**To do**
Can you reproduce every line, requests included, starting with the line that contains "For this exercise we mark the black face" and going on through the line that contains "[(481, 585)]", but shift each point coordinate in the answers by -27? Leave the sample coordinates in the requests as they are.

____ Supplied information

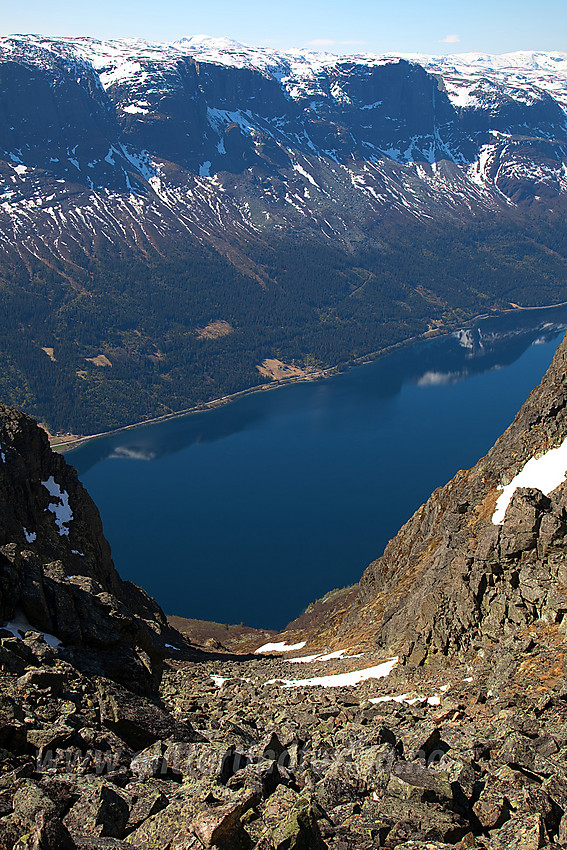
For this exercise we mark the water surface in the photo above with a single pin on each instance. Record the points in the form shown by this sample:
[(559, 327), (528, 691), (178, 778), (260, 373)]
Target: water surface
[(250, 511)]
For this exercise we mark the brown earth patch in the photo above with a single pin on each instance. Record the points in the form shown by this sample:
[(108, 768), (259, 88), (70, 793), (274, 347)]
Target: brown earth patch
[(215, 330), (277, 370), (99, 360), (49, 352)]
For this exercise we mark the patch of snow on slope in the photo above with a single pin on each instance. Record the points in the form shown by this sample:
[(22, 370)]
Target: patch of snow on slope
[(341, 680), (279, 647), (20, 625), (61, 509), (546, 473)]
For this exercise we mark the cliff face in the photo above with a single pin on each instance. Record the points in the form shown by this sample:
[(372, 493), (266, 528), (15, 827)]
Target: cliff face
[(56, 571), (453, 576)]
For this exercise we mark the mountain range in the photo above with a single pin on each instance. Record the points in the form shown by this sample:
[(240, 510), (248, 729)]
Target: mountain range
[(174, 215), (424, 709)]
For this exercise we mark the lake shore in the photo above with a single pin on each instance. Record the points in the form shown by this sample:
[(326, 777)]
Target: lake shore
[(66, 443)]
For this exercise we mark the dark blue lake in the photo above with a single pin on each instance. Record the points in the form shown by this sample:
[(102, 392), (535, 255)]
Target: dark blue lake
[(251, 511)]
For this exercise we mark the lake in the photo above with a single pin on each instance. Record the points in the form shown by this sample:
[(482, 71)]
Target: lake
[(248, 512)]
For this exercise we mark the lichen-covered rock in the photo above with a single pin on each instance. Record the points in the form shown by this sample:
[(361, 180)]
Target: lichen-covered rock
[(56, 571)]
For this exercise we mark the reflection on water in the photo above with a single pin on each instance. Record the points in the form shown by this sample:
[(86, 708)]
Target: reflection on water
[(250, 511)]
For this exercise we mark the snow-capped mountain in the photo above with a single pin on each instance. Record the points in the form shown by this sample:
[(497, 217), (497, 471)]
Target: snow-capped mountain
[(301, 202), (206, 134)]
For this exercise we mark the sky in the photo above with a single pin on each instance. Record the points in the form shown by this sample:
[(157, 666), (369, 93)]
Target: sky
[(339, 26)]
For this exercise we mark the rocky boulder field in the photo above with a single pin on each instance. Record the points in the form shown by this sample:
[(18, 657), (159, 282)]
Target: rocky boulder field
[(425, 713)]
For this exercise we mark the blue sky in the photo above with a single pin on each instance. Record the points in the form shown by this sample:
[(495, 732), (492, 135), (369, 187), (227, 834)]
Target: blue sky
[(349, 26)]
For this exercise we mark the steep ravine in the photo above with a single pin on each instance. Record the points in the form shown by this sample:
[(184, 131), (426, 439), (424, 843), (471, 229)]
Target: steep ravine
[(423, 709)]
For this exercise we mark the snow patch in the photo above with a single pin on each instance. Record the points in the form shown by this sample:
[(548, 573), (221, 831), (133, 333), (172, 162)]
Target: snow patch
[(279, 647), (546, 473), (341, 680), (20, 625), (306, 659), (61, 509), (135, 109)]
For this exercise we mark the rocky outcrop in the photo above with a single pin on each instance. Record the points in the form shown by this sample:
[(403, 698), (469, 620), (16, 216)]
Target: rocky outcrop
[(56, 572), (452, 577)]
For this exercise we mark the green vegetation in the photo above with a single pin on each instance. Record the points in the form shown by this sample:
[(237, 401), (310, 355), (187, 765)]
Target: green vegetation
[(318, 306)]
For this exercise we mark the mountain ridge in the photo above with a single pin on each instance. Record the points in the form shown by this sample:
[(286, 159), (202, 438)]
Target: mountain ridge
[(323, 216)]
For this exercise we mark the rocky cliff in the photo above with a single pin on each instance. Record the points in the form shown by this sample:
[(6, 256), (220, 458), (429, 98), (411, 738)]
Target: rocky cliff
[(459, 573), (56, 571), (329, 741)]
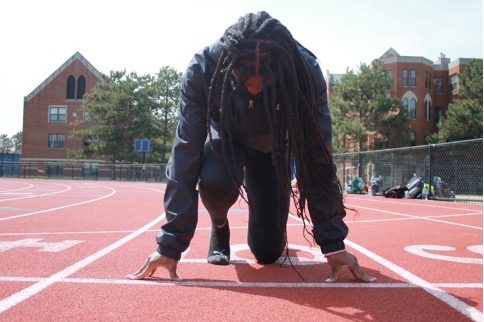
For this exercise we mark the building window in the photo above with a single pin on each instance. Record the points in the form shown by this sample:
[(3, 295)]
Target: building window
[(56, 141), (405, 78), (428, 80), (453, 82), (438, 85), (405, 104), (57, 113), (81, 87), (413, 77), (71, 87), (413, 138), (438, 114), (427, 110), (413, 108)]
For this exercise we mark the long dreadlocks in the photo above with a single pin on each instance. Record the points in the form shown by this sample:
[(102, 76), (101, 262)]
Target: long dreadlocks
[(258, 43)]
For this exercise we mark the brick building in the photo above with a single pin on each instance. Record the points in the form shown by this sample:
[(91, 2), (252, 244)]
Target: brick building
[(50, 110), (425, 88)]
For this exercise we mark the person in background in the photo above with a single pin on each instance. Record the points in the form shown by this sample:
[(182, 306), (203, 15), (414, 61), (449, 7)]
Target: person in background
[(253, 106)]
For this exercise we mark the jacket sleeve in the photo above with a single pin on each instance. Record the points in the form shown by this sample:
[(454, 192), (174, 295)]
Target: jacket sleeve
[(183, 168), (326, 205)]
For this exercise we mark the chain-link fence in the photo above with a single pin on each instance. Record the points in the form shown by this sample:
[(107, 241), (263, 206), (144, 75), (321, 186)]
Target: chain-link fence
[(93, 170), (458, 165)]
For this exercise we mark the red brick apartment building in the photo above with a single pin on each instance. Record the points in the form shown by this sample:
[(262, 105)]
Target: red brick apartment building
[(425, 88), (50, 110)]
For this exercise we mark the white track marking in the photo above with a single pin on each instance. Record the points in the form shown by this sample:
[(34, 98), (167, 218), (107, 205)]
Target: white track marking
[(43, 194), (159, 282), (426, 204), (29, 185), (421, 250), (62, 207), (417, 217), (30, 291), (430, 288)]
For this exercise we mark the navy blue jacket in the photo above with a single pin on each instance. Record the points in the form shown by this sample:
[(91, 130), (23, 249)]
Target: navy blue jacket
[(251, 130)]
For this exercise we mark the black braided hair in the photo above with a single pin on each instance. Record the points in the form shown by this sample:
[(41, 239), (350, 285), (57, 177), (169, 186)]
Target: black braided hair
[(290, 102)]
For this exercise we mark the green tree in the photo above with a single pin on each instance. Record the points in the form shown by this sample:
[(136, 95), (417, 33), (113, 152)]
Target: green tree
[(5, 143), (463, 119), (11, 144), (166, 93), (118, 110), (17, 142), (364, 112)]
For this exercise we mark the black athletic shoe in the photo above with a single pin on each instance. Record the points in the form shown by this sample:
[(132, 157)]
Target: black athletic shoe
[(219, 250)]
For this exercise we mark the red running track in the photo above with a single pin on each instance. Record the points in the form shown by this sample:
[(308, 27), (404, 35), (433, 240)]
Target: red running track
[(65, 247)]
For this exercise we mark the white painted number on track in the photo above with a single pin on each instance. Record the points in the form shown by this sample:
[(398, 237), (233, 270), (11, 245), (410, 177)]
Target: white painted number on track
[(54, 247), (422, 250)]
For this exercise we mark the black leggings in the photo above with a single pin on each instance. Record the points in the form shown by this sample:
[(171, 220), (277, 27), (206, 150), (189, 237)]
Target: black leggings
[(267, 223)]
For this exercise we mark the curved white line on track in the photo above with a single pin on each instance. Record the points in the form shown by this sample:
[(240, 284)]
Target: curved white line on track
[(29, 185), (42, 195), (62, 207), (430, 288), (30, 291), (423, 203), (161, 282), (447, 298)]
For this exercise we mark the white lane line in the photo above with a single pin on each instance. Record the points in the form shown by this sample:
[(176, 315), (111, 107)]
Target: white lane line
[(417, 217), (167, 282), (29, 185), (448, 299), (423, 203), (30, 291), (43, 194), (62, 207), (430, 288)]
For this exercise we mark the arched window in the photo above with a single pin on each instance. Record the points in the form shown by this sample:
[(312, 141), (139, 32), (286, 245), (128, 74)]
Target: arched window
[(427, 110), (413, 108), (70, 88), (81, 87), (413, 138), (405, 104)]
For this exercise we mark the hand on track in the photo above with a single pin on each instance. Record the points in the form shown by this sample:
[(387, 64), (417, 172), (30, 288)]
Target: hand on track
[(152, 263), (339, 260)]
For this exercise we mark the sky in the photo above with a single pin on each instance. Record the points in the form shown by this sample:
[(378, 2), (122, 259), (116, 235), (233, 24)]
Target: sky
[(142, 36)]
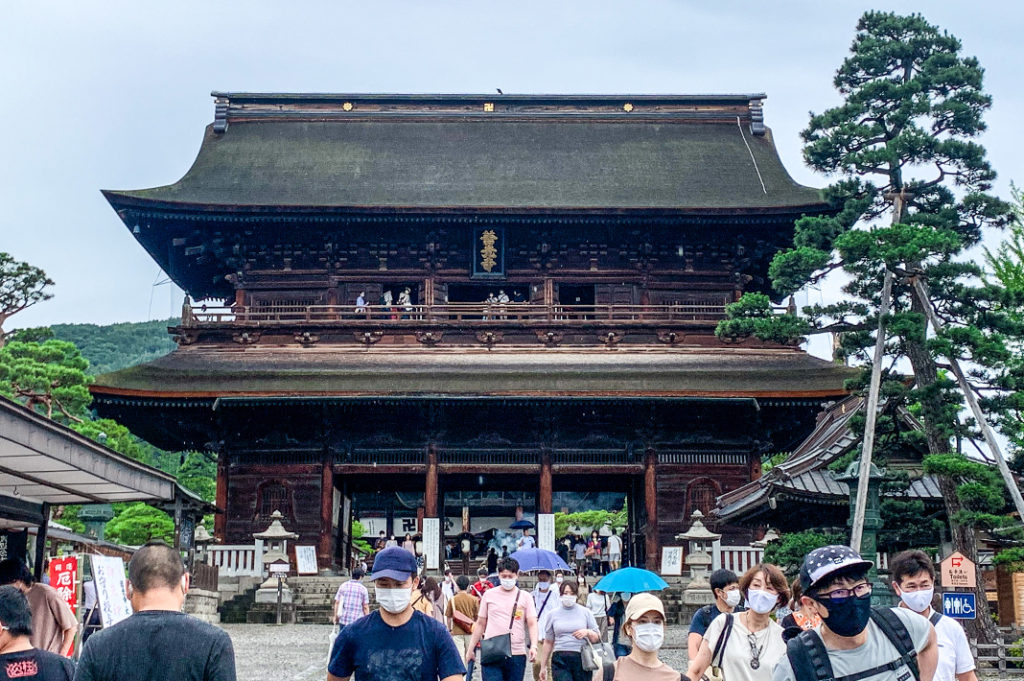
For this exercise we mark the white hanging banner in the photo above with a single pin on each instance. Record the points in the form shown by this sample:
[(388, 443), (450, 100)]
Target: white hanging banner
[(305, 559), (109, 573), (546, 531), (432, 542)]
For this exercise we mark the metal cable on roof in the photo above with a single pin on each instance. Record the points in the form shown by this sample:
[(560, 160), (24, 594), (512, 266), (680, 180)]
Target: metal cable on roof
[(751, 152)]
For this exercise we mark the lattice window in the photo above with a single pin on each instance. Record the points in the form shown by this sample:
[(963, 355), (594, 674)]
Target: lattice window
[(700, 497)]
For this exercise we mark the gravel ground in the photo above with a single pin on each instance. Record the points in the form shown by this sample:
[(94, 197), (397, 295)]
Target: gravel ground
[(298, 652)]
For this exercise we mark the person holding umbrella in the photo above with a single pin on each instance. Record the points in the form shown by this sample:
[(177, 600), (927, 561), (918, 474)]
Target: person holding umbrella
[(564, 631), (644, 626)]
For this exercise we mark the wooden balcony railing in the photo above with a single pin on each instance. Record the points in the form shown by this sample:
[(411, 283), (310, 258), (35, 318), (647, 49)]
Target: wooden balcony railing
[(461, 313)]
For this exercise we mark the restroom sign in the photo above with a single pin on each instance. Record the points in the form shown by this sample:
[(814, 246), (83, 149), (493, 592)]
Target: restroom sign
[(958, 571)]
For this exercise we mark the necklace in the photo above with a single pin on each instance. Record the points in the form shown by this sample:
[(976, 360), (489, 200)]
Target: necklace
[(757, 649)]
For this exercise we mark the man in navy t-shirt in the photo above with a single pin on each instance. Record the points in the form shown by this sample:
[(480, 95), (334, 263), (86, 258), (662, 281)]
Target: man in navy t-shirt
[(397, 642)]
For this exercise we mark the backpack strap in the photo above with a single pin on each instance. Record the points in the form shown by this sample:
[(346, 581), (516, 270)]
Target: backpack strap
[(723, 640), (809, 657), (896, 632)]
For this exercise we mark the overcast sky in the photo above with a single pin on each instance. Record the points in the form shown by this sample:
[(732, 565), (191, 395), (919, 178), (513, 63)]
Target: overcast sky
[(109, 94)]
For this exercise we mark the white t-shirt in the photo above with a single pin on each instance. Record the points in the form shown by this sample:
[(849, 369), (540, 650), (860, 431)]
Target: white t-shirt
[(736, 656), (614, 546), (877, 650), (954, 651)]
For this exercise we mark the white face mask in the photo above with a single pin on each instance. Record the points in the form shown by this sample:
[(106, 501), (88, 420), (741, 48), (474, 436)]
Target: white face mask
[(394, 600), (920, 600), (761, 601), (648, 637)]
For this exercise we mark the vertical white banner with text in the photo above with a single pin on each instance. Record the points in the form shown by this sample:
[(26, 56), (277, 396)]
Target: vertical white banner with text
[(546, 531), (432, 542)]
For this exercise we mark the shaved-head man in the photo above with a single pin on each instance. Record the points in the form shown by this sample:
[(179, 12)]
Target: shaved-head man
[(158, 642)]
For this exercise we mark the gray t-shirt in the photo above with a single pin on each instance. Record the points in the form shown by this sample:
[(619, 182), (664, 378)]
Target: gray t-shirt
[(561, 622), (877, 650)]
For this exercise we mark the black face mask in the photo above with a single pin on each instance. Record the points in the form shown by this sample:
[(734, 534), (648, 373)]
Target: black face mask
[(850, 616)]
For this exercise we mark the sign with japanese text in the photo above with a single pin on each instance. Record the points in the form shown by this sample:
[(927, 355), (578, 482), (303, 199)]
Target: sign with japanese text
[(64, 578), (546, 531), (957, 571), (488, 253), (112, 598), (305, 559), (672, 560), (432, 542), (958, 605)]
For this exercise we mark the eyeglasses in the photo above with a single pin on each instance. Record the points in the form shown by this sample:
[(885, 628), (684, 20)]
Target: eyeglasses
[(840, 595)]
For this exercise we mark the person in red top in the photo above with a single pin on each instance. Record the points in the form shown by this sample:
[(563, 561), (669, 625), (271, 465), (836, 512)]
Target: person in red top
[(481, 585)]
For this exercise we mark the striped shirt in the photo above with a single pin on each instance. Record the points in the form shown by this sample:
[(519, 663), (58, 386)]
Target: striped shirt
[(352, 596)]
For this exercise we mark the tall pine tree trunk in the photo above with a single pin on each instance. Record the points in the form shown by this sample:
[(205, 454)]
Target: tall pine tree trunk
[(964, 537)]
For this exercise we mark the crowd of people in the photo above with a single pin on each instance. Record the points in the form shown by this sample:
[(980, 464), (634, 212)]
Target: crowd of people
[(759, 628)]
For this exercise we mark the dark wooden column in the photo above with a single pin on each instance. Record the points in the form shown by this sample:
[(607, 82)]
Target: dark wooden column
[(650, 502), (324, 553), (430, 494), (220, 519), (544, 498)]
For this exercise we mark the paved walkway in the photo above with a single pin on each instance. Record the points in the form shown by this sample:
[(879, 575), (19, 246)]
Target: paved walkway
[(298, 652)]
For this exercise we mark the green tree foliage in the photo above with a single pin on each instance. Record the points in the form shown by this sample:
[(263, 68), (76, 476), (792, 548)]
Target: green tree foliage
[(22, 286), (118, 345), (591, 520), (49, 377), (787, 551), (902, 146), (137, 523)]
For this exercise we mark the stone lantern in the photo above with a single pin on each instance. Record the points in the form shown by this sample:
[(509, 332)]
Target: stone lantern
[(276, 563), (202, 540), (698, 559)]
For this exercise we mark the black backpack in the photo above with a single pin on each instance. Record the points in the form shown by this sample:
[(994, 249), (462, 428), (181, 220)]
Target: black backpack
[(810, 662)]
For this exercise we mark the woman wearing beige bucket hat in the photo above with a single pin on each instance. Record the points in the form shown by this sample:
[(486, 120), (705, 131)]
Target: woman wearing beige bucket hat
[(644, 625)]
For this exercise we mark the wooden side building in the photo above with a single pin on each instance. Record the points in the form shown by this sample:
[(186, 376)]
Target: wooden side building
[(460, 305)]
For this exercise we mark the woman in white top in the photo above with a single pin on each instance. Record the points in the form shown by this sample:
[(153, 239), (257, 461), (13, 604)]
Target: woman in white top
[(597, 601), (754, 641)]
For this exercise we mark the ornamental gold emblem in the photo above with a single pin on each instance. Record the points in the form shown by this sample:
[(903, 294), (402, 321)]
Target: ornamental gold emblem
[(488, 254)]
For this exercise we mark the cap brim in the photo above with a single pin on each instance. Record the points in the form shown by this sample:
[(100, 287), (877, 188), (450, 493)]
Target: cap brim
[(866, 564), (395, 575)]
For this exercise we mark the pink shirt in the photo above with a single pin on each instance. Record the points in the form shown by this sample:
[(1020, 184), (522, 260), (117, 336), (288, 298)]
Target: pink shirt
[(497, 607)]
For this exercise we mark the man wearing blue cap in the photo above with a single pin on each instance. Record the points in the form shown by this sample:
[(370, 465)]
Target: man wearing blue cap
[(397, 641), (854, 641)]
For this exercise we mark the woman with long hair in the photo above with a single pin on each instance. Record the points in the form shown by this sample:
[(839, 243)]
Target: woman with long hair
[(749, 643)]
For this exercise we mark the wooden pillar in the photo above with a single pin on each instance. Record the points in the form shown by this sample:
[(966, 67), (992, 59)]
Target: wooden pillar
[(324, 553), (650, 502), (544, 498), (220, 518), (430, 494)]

________

**Exercise solution**
For this exercise we mark the black face mask in the photo above with a single pin on each instance. Record the points in the form shown by this sample:
[(734, 534), (648, 373)]
Target: black face mask
[(823, 589)]
For this exercise we mark the sign with japanese text in the photo above with a single pin on each instance. Record the points in the form shown by this sample:
[(927, 355), (578, 482), (303, 199)]
Target: sign with japanese text
[(37, 551), (519, 504), (930, 544), (461, 226), (85, 571), (278, 532), (645, 533), (405, 515), (931, 578)]
For this exercise we mark the eyeglasses in the photo above with a single pin on each instance. Record the points in the form shown by this sample:
[(885, 628), (684, 20)]
Target: eyeglasses
[(813, 568)]
For this exercise we mark the person in red top in the photo above with a single pin on each instance. Record the points in the form shown by this sample:
[(563, 561), (669, 625), (271, 465), (836, 512)]
Target: person in red top
[(454, 558)]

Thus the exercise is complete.